'''

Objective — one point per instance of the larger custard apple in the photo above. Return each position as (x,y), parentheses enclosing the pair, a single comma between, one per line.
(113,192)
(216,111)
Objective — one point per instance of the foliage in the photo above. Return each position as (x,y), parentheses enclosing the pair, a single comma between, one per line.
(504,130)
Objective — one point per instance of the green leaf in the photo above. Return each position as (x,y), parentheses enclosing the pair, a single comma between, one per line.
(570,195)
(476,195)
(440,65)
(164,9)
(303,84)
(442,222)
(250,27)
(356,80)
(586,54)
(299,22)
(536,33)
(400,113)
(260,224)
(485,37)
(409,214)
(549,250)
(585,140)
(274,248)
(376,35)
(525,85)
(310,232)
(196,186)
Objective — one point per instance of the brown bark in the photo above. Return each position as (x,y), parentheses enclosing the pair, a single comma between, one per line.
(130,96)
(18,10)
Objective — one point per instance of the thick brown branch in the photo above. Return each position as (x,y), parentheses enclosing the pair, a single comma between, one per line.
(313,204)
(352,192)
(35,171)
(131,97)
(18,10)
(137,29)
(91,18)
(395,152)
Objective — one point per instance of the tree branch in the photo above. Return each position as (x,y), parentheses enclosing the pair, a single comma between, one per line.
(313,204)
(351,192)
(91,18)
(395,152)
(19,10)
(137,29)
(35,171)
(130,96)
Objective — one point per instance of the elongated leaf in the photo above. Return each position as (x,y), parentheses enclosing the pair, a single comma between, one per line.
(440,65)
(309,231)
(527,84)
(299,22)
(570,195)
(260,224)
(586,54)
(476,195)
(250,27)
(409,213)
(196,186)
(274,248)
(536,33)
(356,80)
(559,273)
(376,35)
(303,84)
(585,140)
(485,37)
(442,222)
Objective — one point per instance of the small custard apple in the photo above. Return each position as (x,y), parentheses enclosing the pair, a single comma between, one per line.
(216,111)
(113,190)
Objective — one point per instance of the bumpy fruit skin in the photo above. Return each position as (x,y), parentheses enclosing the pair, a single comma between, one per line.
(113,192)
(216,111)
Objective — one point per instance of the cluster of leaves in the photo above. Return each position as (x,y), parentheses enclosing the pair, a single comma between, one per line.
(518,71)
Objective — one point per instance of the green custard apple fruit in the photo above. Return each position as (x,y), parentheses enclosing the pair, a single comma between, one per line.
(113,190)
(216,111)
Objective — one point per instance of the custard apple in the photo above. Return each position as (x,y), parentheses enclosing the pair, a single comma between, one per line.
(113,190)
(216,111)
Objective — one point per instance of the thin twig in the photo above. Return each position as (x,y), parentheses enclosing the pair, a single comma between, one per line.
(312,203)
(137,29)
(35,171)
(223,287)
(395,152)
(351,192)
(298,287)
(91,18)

'''

Task prompt -> The records shown earlier should all be returned verbatim.

Exercise output ->
Objective — one point per instance of the larger custard apple in the photo above. Return each position as (x,y), parentheses enclosing the pair, a single comma between, one per line.
(113,192)
(216,111)
Objective — one point per instance of the foliage in the photo above. Return each position as (x,y), parentheses enclosing the pair, a single comma between, one per line.
(504,130)
Objective — one point per instance of the green leaf in the photo above. Return each position as (x,y), parentheses enclosing the pair, a single comma between, one per line.
(570,195)
(476,195)
(440,65)
(164,9)
(303,84)
(442,222)
(250,27)
(356,80)
(586,54)
(299,22)
(536,33)
(400,113)
(260,224)
(485,37)
(409,214)
(549,250)
(585,140)
(274,248)
(376,35)
(525,85)
(310,232)
(196,186)
Objective — one point per instance of the brown bark in the photo above. Return each position as (x,y), parentheses enclosing the pair, a single comma between, one per line.
(130,96)
(18,10)
Objective — one point per instance of the thick brown branch in the photo above. Return each position as (x,y), parentheses enclosing the pair, a single comma between, one per line.
(313,204)
(352,192)
(35,171)
(131,97)
(18,10)
(137,29)
(91,18)
(395,152)
Objective — one point per instance of the tree branch in the photo above. Return each position as (x,y), parentheses enclosing the pair, a single comma between, one per line.
(313,204)
(351,192)
(91,18)
(395,152)
(19,10)
(137,29)
(35,171)
(130,96)
Objective — one point per instance of the elongated leaf in the photo above. Return each position as (x,y), parentheses enclosing the pair, a single comma between, one per line.
(440,65)
(309,231)
(527,84)
(299,22)
(570,195)
(260,224)
(586,54)
(476,195)
(250,27)
(409,213)
(196,186)
(274,248)
(536,33)
(356,80)
(559,273)
(376,35)
(303,84)
(585,140)
(485,37)
(442,222)
Objective — one point per instance of the small custard apple in the photo above. Return each position as (x,y), parentheses enclosing the pair, a single comma between, one per line.
(216,111)
(113,190)
Objective — one point per instance of the bumpy fruit skin in the photo above. Return each position as (x,y), parentheses enclosing the pair, a single comma between, one per line.
(113,192)
(216,111)
Objective — one point per instance of the cluster of leaves in the photo above. Return each position as (x,y), parentheses enclosing the pair, a single comma between, one per line.
(518,71)
Objective — one point per instance of the green custard apple fruit in the photo above. Return each position as (x,y), parentheses enclosing the pair, a single comma between, one per line.
(113,190)
(216,111)
Objective — one point per instance of the custard apple in the photo above. Return each position as (x,y), parentheses enclosing the pair, a single comma between, one per line.
(113,190)
(216,111)
Objective — one point per instance of the thin twig in the photo above. Return each position as (x,y), parentheses enclosing the pair, a single comma between, one per line.
(312,203)
(137,29)
(35,171)
(223,287)
(395,152)
(351,192)
(298,287)
(91,18)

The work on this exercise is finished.